Requirements
Carry on the passage about theological views of a supramundane fall, picking up after its last sentence.

───── Passage ─────

Sergius Bulgakov, in The Bride of the Lamb (published posthumously in 1945), said that "empirical history begins precisely with the fall, which is its starting premise." Noting that his "doctrine of a supramundane fall" was defended in The Burning Bush (1927), Bulgakov described how Adam's original sin, in which we each participate personally, "did not take place within the limits of this world" but outside "at the threshold of our entry into the world" and clarified that "the idea of [human] pre-existence in the sense of a time preceding our aeon was condemned by the Church" as Origenism and should be recognized as "essentially incompatible with a healthy ontology." Baptist theologian David L. Smith critiqued the idea of a meta-historical fall as incompatible with the doctrine of inherited guilt and therefore "unjust" while the Dutch Reformed theologian Herman Bavinck rejected this idea of the fall in Böhme and Schelling as a violation of individual free will.

───── Entries provided ─────

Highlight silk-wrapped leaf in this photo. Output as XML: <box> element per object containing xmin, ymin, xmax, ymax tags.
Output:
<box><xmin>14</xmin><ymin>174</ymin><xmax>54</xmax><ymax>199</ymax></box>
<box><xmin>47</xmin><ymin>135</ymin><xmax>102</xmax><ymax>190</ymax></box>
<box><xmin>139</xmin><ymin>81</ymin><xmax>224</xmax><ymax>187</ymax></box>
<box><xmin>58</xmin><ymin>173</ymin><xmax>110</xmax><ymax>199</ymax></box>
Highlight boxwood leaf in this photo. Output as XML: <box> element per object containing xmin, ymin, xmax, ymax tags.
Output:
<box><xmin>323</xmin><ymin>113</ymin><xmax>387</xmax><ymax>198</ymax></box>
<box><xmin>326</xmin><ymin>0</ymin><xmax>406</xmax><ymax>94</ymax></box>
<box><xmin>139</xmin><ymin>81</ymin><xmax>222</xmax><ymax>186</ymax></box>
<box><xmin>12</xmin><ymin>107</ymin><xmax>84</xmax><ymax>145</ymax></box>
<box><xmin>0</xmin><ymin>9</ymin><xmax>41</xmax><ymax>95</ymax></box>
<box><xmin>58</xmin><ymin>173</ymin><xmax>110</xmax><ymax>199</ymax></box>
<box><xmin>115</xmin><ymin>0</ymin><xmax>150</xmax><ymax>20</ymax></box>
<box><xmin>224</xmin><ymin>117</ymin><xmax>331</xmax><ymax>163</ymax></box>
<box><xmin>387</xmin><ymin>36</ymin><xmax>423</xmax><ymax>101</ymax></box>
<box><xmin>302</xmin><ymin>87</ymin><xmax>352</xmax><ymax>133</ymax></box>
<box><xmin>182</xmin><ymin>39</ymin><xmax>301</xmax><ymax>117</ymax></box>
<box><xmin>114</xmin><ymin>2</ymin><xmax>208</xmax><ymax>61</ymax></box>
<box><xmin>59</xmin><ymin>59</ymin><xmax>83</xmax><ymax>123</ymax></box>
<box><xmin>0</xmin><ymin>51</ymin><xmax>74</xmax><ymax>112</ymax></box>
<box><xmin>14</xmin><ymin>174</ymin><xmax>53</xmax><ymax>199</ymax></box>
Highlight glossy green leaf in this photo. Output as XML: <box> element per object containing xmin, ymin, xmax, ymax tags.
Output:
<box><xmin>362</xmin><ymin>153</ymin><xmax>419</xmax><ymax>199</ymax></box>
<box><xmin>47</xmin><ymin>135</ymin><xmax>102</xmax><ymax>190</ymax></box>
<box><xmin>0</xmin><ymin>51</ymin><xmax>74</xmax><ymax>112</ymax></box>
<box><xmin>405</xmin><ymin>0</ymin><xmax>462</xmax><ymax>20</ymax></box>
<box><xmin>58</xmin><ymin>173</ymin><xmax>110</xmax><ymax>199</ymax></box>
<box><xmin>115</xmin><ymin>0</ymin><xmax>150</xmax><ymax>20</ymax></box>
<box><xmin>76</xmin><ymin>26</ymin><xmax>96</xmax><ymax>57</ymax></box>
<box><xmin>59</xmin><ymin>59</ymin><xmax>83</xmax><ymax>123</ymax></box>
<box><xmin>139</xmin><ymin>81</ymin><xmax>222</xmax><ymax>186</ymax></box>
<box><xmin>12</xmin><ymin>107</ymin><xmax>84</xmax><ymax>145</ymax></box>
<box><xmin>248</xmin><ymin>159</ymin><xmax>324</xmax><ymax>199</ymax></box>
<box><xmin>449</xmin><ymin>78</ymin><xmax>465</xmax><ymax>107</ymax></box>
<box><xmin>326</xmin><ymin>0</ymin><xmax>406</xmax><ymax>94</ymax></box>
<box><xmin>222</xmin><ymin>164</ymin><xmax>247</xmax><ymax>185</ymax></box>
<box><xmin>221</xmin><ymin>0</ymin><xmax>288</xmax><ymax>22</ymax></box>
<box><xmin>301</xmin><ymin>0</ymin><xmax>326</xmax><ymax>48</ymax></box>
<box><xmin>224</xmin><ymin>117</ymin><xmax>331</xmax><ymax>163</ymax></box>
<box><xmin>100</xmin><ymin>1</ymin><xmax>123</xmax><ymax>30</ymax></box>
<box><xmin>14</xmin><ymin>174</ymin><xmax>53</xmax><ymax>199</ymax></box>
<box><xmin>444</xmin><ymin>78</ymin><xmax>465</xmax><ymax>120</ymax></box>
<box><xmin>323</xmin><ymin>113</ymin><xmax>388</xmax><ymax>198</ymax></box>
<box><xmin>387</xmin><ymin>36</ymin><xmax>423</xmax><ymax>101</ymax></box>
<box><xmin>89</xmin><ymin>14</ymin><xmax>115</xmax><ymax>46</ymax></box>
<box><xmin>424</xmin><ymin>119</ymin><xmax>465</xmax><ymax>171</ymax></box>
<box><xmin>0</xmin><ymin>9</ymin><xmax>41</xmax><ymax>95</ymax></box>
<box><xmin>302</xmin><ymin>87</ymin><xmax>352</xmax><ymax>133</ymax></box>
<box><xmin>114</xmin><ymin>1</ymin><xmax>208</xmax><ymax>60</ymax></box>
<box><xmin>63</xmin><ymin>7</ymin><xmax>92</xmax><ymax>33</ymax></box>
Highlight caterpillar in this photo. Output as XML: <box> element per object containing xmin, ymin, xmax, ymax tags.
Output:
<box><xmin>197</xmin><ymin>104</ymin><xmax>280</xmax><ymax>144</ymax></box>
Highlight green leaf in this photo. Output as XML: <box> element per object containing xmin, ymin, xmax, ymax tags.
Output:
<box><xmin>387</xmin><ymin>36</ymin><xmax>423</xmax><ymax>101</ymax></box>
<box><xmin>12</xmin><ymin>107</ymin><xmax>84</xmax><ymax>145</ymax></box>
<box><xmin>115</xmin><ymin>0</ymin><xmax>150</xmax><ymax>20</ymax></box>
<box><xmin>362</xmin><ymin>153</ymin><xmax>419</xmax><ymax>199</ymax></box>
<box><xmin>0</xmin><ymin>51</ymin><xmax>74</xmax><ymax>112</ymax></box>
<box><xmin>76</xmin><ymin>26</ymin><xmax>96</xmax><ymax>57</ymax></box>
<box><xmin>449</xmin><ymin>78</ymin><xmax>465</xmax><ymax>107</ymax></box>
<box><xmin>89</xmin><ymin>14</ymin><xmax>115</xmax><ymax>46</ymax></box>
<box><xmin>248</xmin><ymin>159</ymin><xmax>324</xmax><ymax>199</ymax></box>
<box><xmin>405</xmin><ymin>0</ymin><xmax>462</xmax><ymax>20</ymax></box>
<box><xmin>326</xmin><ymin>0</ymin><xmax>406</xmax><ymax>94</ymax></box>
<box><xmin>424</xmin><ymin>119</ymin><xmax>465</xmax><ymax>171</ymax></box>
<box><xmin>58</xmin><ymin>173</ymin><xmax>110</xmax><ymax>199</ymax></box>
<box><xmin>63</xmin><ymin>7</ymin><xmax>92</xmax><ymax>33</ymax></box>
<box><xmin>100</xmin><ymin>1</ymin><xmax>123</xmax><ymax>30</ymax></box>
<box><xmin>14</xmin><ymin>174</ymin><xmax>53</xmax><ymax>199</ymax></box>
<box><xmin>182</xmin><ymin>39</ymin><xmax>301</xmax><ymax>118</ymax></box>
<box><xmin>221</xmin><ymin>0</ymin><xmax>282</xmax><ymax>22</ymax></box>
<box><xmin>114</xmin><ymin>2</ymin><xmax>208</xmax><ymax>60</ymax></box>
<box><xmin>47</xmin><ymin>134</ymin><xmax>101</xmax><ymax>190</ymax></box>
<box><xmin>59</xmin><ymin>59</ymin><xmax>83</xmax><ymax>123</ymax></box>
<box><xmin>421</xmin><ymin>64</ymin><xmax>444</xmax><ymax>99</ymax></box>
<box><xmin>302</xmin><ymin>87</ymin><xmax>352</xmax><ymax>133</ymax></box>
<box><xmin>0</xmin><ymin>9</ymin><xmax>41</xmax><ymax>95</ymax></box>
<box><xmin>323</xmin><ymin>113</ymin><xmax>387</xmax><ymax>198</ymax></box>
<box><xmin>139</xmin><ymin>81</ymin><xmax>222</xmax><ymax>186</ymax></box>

─────

Written reply
==Related concepts==

=== Eternity, forms of time and Creatio ex nihilo===

This concept of a meta-historical fall involves the ideas of divine eternity and multiple modes of time within which empirical history is situated and on which it depends to some extent. English theologian E. L. Mascall wrote in 1943 that the Christian tradition has always understood creation as one "non-temporal act of the divine will" through which the entire "temporal created order is maintained in existence." Sergei Bulgakov described several kinds of time as different "modes of creaturely or temporal being" and included "angelic time" (with possible differentiations following the orders of angels). The concept of an atemporal creation and its relation to the fall are also considered by the English philosopher Stephen R. L. Clark and the French theologian Olivier Clément who wrote that "holy fathers, delving into the biblical texts, showed that the Fall represented a cosmic catastrophe, an eclipse of the paradisiacal mode of being and emergence of a new mode of existence in the whole universe" along with David Bentley Hart who discusses the concepts of an atemporal fall and a "fallen time" in two books. With a variation of this concept in the terms of analytical philosophy, Hud Hudson considers in a 2014 book how the hypertime hypothesis might inform the human fall's relation to empirical history.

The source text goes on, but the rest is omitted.